> Your assignment
Although pictures appear in the entries below, leave them out and print exactly the lines from the first line through the line containing "If you could segment every instance of the hole".
+++ Data for this exercise +++
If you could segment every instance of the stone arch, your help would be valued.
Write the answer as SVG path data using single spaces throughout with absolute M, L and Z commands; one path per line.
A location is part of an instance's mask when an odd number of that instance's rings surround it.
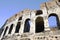
M 26 19 L 25 24 L 24 24 L 24 32 L 29 32 L 30 31 L 30 19 Z
M 50 18 L 51 16 L 53 16 L 53 17 L 56 18 L 56 19 L 54 19 L 54 20 L 56 20 L 57 27 L 60 29 L 60 27 L 59 27 L 59 17 L 58 17 L 58 15 L 55 14 L 55 13 L 52 13 L 52 14 L 50 14 L 50 15 L 48 16 L 48 18 Z
M 8 34 L 11 34 L 14 24 L 11 24 Z
M 8 30 L 8 26 L 5 28 L 3 36 L 5 36 L 7 30 Z
M 37 10 L 36 15 L 40 15 L 40 14 L 43 14 L 43 11 L 42 10 Z
M 44 31 L 44 20 L 43 17 L 37 17 L 35 20 L 35 32 L 43 32 Z
M 19 33 L 20 26 L 21 26 L 21 22 L 18 22 L 16 25 L 15 33 Z

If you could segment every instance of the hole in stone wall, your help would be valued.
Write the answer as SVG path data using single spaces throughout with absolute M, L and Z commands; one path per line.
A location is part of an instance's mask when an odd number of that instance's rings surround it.
M 44 31 L 44 21 L 42 17 L 37 17 L 36 18 L 36 27 L 35 27 L 35 32 L 39 33 L 39 32 L 43 32 Z
M 6 34 L 6 32 L 7 32 L 7 29 L 8 29 L 8 26 L 6 27 L 6 29 L 5 29 L 5 31 L 4 31 L 4 34 L 3 34 L 3 36 Z
M 19 17 L 18 21 L 19 21 L 19 20 L 22 20 L 22 16 L 21 16 L 21 17 Z
M 60 2 L 60 0 L 58 0 Z
M 30 19 L 26 19 L 24 24 L 24 32 L 29 32 L 29 31 L 30 31 Z
M 55 28 L 57 29 L 60 29 L 60 24 L 59 24 L 59 18 L 58 18 L 58 15 L 56 15 L 55 13 L 52 13 L 49 15 L 49 18 L 48 18 L 48 22 L 49 22 L 49 27 L 50 28 Z
M 3 30 L 4 30 L 3 28 L 0 29 L 0 36 L 1 36 L 1 34 L 3 33 Z
M 8 34 L 11 34 L 12 29 L 13 29 L 13 24 L 10 26 L 9 33 Z
M 21 25 L 21 22 L 18 22 L 17 26 L 16 26 L 15 33 L 19 33 L 20 25 Z
M 37 10 L 36 15 L 43 14 L 42 10 Z
M 58 38 L 57 36 L 55 38 Z

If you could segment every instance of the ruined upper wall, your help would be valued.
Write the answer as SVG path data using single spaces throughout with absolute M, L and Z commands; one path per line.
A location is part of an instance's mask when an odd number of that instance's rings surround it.
M 49 10 L 49 9 L 57 8 L 58 5 L 57 5 L 56 2 L 58 3 L 58 0 L 51 0 L 51 1 L 49 1 L 49 2 L 45 2 L 45 3 L 43 3 L 43 4 L 40 5 L 40 9 L 46 8 L 47 10 Z M 33 11 L 33 10 L 32 10 L 32 11 Z M 37 11 L 37 10 L 36 10 L 36 11 Z M 30 9 L 25 9 L 25 10 L 23 10 L 23 11 L 21 11 L 21 12 L 18 12 L 18 13 L 16 13 L 14 16 L 12 16 L 12 17 L 10 17 L 9 19 L 7 19 L 7 23 L 10 23 L 10 22 L 18 19 L 19 17 L 23 16 L 23 14 L 28 14 L 28 13 L 30 13 L 30 12 L 31 12 Z
M 56 6 L 56 5 L 57 5 L 56 1 L 49 1 L 49 2 L 45 2 L 45 3 L 41 4 L 40 8 L 41 9 L 44 9 L 44 8 L 50 9 L 50 8 Z
M 50 0 L 48 2 L 41 4 L 40 9 L 44 9 L 44 8 L 53 9 L 53 8 L 57 8 L 57 6 L 60 6 L 59 0 Z
M 7 23 L 10 23 L 10 22 L 14 21 L 14 20 L 18 19 L 19 17 L 22 17 L 23 14 L 27 14 L 29 12 L 31 12 L 31 10 L 29 10 L 29 9 L 25 9 L 25 10 L 23 10 L 21 12 L 18 12 L 14 16 L 12 16 L 9 19 L 7 19 Z
M 58 1 L 58 0 L 51 0 L 51 1 Z

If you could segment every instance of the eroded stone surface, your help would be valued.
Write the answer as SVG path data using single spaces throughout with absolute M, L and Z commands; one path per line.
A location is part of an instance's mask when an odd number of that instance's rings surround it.
M 60 3 L 58 0 L 49 1 L 41 4 L 40 10 L 29 10 L 25 9 L 11 18 L 7 19 L 3 32 L 0 36 L 0 40 L 60 40 Z M 42 11 L 42 12 L 41 12 Z M 40 14 L 39 14 L 40 13 Z M 49 28 L 48 18 L 50 15 L 56 16 L 58 21 L 58 26 L 55 28 Z M 20 19 L 19 19 L 20 18 Z M 24 32 L 25 21 L 30 19 L 30 30 Z M 37 20 L 38 19 L 38 20 Z M 36 21 L 37 20 L 37 21 Z M 20 28 L 18 33 L 16 31 L 17 23 L 20 22 Z M 37 23 L 36 23 L 37 22 Z M 39 33 L 36 32 L 36 24 L 44 26 L 44 30 Z M 11 33 L 9 34 L 10 26 L 13 24 Z M 6 27 L 8 29 L 6 30 Z M 38 25 L 37 25 L 38 27 Z M 17 30 L 18 30 L 17 29 Z M 28 28 L 27 28 L 28 29 Z M 39 30 L 40 30 L 39 29 Z M 6 30 L 6 31 L 5 31 Z M 3 36 L 4 35 L 4 36 Z

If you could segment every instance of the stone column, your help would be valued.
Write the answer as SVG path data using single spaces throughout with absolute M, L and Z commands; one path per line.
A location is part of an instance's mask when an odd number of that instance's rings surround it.
M 21 20 L 20 30 L 19 33 L 22 34 L 24 31 L 24 20 Z
M 44 19 L 45 31 L 50 30 L 49 23 L 48 23 L 48 13 L 46 9 L 43 10 L 43 19 Z
M 35 33 L 35 12 L 31 12 L 31 24 L 30 24 L 30 33 Z
M 50 30 L 50 28 L 49 28 L 49 23 L 48 23 L 48 19 L 44 19 L 44 26 L 45 26 L 45 31 Z
M 35 33 L 35 20 L 31 19 L 30 33 Z

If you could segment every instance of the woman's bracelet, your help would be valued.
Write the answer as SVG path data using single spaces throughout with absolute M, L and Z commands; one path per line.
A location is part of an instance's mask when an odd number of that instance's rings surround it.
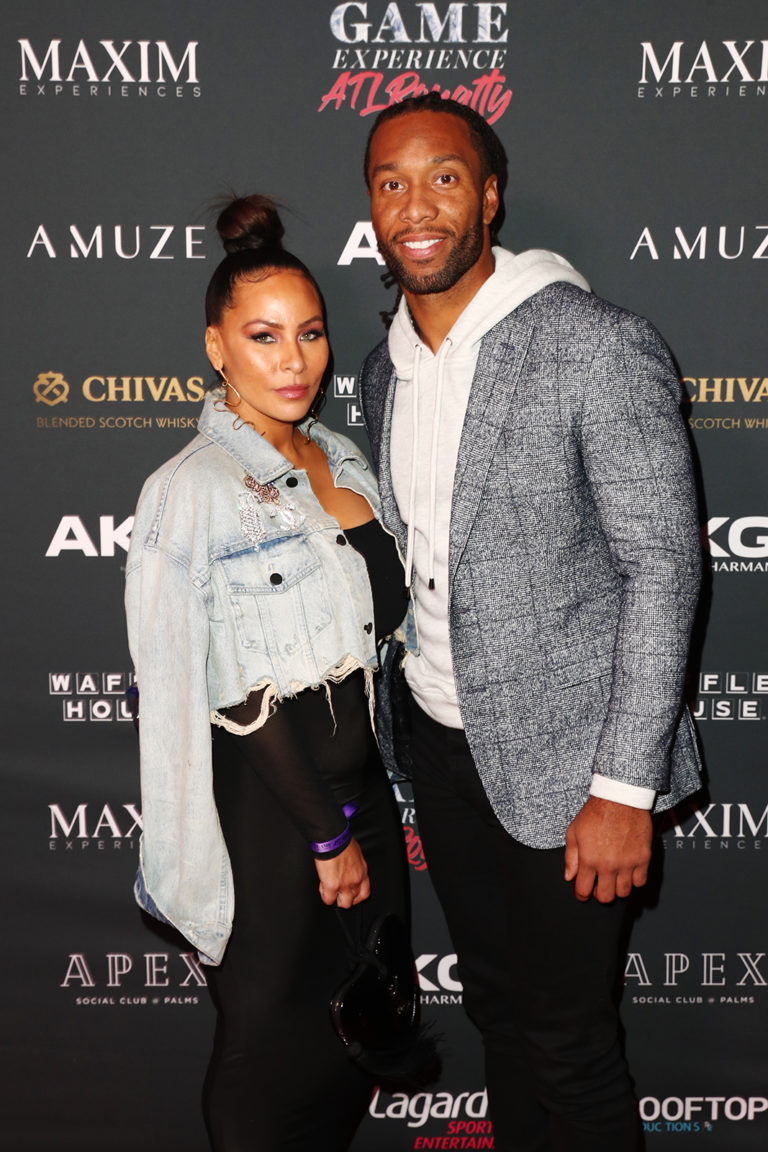
M 347 826 L 343 832 L 340 832 L 338 836 L 334 836 L 333 840 L 310 841 L 309 846 L 315 856 L 321 856 L 324 859 L 328 859 L 331 856 L 338 856 L 342 849 L 346 848 L 347 844 L 349 844 L 352 839 L 352 830 L 349 826 L 349 821 L 355 812 L 357 812 L 357 804 L 345 804 L 342 812 L 347 818 Z

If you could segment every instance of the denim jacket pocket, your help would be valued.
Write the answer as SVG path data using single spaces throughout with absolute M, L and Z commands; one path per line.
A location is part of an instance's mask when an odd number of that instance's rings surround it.
M 217 563 L 244 648 L 290 656 L 331 623 L 320 558 L 302 535 L 242 543 Z

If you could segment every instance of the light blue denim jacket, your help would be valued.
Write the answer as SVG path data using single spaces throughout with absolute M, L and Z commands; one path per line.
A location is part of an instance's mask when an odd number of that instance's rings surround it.
M 213 799 L 211 722 L 264 689 L 264 709 L 377 665 L 365 561 L 295 470 L 208 396 L 199 434 L 149 477 L 126 568 L 140 692 L 144 832 L 136 898 L 219 963 L 234 913 Z M 375 477 L 345 436 L 315 424 L 337 487 L 375 515 Z M 246 477 L 248 485 L 245 483 Z M 270 486 L 269 488 L 267 486 Z M 259 487 L 261 486 L 261 487 Z

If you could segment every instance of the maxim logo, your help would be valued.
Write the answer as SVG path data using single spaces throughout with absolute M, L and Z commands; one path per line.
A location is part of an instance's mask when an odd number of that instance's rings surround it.
M 203 236 L 197 235 L 204 232 L 204 224 L 187 224 L 183 228 L 175 224 L 135 224 L 125 229 L 122 224 L 95 224 L 90 232 L 70 224 L 65 238 L 55 235 L 52 239 L 51 230 L 39 224 L 27 248 L 27 260 L 43 255 L 57 260 L 59 254 L 70 260 L 103 260 L 105 254 L 118 260 L 135 260 L 139 256 L 147 260 L 205 260 L 205 253 L 198 251 Z
M 689 826 L 689 820 L 692 823 Z M 674 848 L 694 849 L 762 849 L 768 837 L 768 804 L 762 812 L 746 803 L 692 804 L 685 811 L 671 808 L 663 812 L 658 832 L 672 832 L 672 836 L 661 835 L 661 842 L 668 850 Z
M 745 40 L 741 49 L 737 40 L 721 40 L 712 48 L 706 40 L 693 48 L 684 40 L 676 40 L 663 61 L 663 51 L 657 53 L 650 40 L 643 41 L 642 50 L 640 84 L 647 84 L 649 79 L 669 84 L 695 84 L 699 80 L 710 84 L 768 82 L 768 40 Z
M 51 851 L 61 848 L 74 850 L 75 841 L 79 848 L 87 848 L 92 841 L 103 850 L 104 842 L 112 842 L 113 848 L 120 848 L 123 841 L 133 847 L 133 838 L 143 829 L 141 813 L 135 804 L 122 804 L 115 811 L 109 804 L 95 811 L 93 805 L 78 804 L 74 811 L 65 812 L 60 804 L 49 804 L 51 828 L 48 846 Z M 61 839 L 60 839 L 61 838 Z
M 687 43 L 675 40 L 659 49 L 650 40 L 641 44 L 640 98 L 724 95 L 731 90 L 764 96 L 768 85 L 768 40 L 719 40 Z M 748 88 L 747 85 L 754 87 Z M 666 88 L 665 88 L 666 86 Z M 671 87 L 670 87 L 671 86 Z
M 32 43 L 22 38 L 20 51 L 19 94 L 45 96 L 49 91 L 60 95 L 111 95 L 115 87 L 120 95 L 136 92 L 140 96 L 181 96 L 184 86 L 199 96 L 197 74 L 197 40 L 171 48 L 167 40 L 98 40 L 65 44 L 60 39 L 47 44 Z M 66 86 L 66 88 L 65 88 Z

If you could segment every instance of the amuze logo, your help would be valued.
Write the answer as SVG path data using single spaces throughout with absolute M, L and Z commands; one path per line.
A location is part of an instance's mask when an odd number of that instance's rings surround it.
M 37 404 L 47 404 L 53 408 L 55 404 L 67 402 L 69 384 L 61 372 L 41 372 L 33 387 Z
M 371 116 L 435 91 L 493 124 L 512 99 L 505 67 L 506 3 L 344 3 L 330 16 L 338 73 L 319 112 L 347 104 Z M 391 77 L 385 83 L 386 74 Z
M 26 37 L 19 45 L 20 96 L 200 96 L 198 41 L 171 47 L 167 40 Z

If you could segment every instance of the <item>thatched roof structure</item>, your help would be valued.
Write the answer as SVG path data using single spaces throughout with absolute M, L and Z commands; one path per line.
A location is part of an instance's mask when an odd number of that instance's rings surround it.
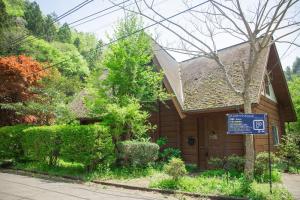
M 250 45 L 237 44 L 222 50 L 218 55 L 220 61 L 226 66 L 225 70 L 215 60 L 206 57 L 196 57 L 183 62 L 177 62 L 167 51 L 154 42 L 154 64 L 165 74 L 164 85 L 174 94 L 173 102 L 181 117 L 189 112 L 209 112 L 218 110 L 236 109 L 243 105 L 243 99 L 230 87 L 242 90 L 243 65 L 248 66 Z M 272 59 L 270 59 L 270 54 Z M 264 87 L 264 76 L 270 65 L 270 60 L 280 60 L 275 45 L 266 48 L 260 54 L 258 65 L 255 66 L 250 84 L 250 98 L 253 104 L 258 104 Z M 289 120 L 294 119 L 295 113 L 291 98 L 283 76 L 281 65 L 275 69 L 279 79 L 275 84 L 281 87 L 276 96 L 286 105 L 290 113 Z M 226 76 L 227 73 L 227 76 Z M 275 88 L 276 89 L 276 88 Z M 86 91 L 82 91 L 72 102 L 71 108 L 78 117 L 86 117 L 83 98 Z

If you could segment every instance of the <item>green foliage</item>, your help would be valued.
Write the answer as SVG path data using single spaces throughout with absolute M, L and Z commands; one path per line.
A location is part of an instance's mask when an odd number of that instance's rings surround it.
M 57 161 L 57 165 L 48 165 L 45 162 L 27 161 L 16 163 L 14 168 L 47 173 L 49 175 L 73 176 L 88 179 L 88 172 L 82 163 L 65 162 L 61 159 Z
M 114 145 L 106 126 L 65 126 L 60 132 L 64 160 L 83 163 L 88 170 L 114 163 Z
M 94 33 L 72 31 L 72 43 L 77 47 L 78 51 L 84 55 L 97 45 L 97 38 Z
M 287 133 L 282 137 L 278 154 L 284 164 L 285 171 L 290 172 L 293 167 L 300 168 L 299 143 L 299 136 L 295 133 Z
M 122 165 L 145 167 L 158 158 L 159 146 L 151 142 L 123 141 L 118 144 Z
M 286 188 L 275 186 L 273 193 L 270 194 L 268 184 L 252 183 L 251 190 L 247 195 L 253 200 L 293 200 L 293 196 L 288 192 Z
M 81 88 L 77 78 L 61 76 L 51 70 L 51 76 L 43 78 L 38 87 L 29 88 L 35 98 L 26 102 L 2 104 L 2 108 L 13 110 L 22 116 L 35 116 L 35 124 L 53 125 L 75 122 L 75 116 L 68 105 Z
M 299 57 L 297 57 L 296 60 L 294 61 L 293 66 L 292 66 L 292 71 L 294 74 L 300 75 L 300 58 Z
M 288 82 L 289 91 L 293 100 L 294 108 L 297 118 L 300 119 L 300 76 L 292 76 L 292 80 Z M 288 131 L 292 131 L 294 134 L 300 135 L 300 120 L 288 124 Z
M 168 162 L 172 158 L 180 158 L 181 157 L 181 151 L 180 149 L 167 147 L 164 148 L 164 146 L 168 143 L 168 140 L 166 137 L 160 137 L 156 140 L 156 144 L 161 148 L 161 151 L 159 152 L 159 160 L 162 162 Z
M 55 64 L 55 67 L 65 76 L 89 74 L 87 62 L 74 45 L 60 42 L 48 43 L 32 36 L 26 41 L 21 45 L 19 53 L 31 56 L 39 62 Z
M 111 40 L 132 35 L 110 45 L 104 52 L 103 66 L 108 74 L 103 84 L 114 97 L 131 96 L 143 106 L 149 106 L 167 94 L 162 87 L 163 73 L 151 64 L 151 38 L 143 31 L 133 34 L 142 26 L 135 16 L 119 23 Z
M 6 5 L 3 2 L 3 0 L 0 0 L 0 23 L 1 23 L 0 27 L 1 27 L 1 29 L 3 29 L 7 25 L 8 19 L 9 19 L 9 15 L 6 11 Z
M 241 156 L 230 155 L 227 156 L 227 168 L 229 171 L 244 171 L 245 159 Z
M 160 138 L 158 138 L 158 139 L 156 140 L 156 144 L 157 144 L 160 148 L 164 147 L 164 146 L 167 144 L 167 142 L 168 142 L 168 140 L 167 140 L 166 137 L 160 137 Z
M 53 42 L 51 45 L 62 53 L 63 56 L 61 60 L 67 60 L 61 65 L 61 67 L 58 68 L 64 75 L 89 75 L 90 70 L 88 68 L 88 63 L 84 57 L 80 55 L 74 45 L 60 42 Z
M 72 42 L 72 33 L 69 25 L 64 23 L 57 32 L 57 39 L 63 43 L 71 43 Z
M 291 81 L 292 80 L 292 70 L 289 66 L 286 67 L 286 70 L 284 71 L 284 75 L 287 81 Z
M 271 162 L 272 165 L 276 165 L 279 163 L 279 158 L 271 153 Z M 269 153 L 268 152 L 260 152 L 256 155 L 255 159 L 255 167 L 254 167 L 254 176 L 255 179 L 261 182 L 267 182 L 269 180 Z M 274 170 L 271 173 L 271 177 L 273 181 L 280 181 L 281 174 L 279 171 Z
M 168 147 L 164 148 L 162 152 L 159 153 L 159 158 L 163 162 L 168 162 L 172 158 L 181 158 L 180 149 Z
M 208 163 L 215 169 L 242 172 L 244 170 L 245 159 L 241 156 L 230 155 L 223 158 L 211 158 Z
M 1 21 L 3 20 L 0 25 L 0 55 L 17 54 L 20 44 L 12 45 L 12 41 L 19 40 L 27 34 L 26 21 L 19 17 L 10 17 L 5 13 L 1 13 L 0 17 Z
M 172 158 L 169 163 L 164 166 L 164 171 L 174 180 L 182 178 L 187 173 L 184 162 L 180 158 Z
M 0 128 L 1 158 L 25 158 L 49 165 L 59 159 L 88 170 L 115 160 L 109 129 L 103 125 L 12 126 Z M 24 153 L 23 153 L 24 152 Z
M 210 171 L 208 171 L 210 173 Z M 158 179 L 150 183 L 151 188 L 167 190 L 179 190 L 193 192 L 202 195 L 222 195 L 230 197 L 243 197 L 253 200 L 292 200 L 291 194 L 281 186 L 273 187 L 273 193 L 269 192 L 268 184 L 248 182 L 243 176 L 231 177 L 229 183 L 220 176 L 207 176 L 201 173 L 195 177 L 185 176 L 179 180 Z M 212 174 L 212 173 L 210 173 Z
M 54 23 L 55 16 L 47 15 L 44 19 L 44 34 L 43 38 L 48 41 L 52 42 L 56 37 L 57 28 Z
M 55 165 L 61 148 L 60 128 L 60 126 L 43 126 L 24 130 L 22 146 L 25 156 Z
M 24 152 L 21 143 L 23 130 L 26 125 L 5 126 L 0 128 L 0 158 L 22 159 Z
M 24 19 L 26 28 L 35 36 L 43 36 L 44 18 L 39 5 L 34 1 L 25 1 Z
M 21 17 L 24 15 L 23 0 L 1 0 L 6 7 L 6 12 L 10 16 Z
M 123 105 L 108 103 L 102 121 L 110 127 L 117 143 L 122 137 L 136 140 L 147 137 L 148 131 L 152 129 L 148 117 L 149 114 L 141 110 L 136 100 L 128 99 Z
M 224 160 L 218 157 L 212 157 L 208 160 L 208 164 L 214 169 L 223 169 Z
+++
> Result for this task
If you could segment every instance of the stone arch, your help would be valued.
Write the answer as SVG path data using single spaces throughout with absolute M, L and Z commands; one path per line.
A location is part of an instance's mask when an odd number of that instance's rings surround it.
M 26 19 L 25 24 L 24 24 L 24 32 L 29 32 L 30 31 L 30 19 Z
M 50 18 L 51 16 L 53 16 L 53 17 L 56 18 L 56 19 L 54 19 L 54 20 L 56 20 L 57 27 L 60 29 L 60 27 L 59 27 L 59 17 L 58 17 L 58 15 L 55 14 L 55 13 L 52 13 L 52 14 L 50 14 L 50 15 L 48 16 L 48 18 Z
M 8 34 L 11 34 L 14 24 L 11 24 Z
M 8 30 L 8 26 L 5 28 L 3 36 L 5 36 L 7 30 Z
M 37 10 L 36 15 L 40 15 L 40 14 L 43 14 L 43 11 L 42 10 Z
M 44 31 L 44 20 L 43 17 L 37 17 L 35 20 L 35 32 L 43 32 Z
M 19 33 L 20 26 L 21 26 L 21 22 L 18 22 L 16 25 L 15 33 Z

If you could segment every instance of the hole in stone wall, your help would be valued.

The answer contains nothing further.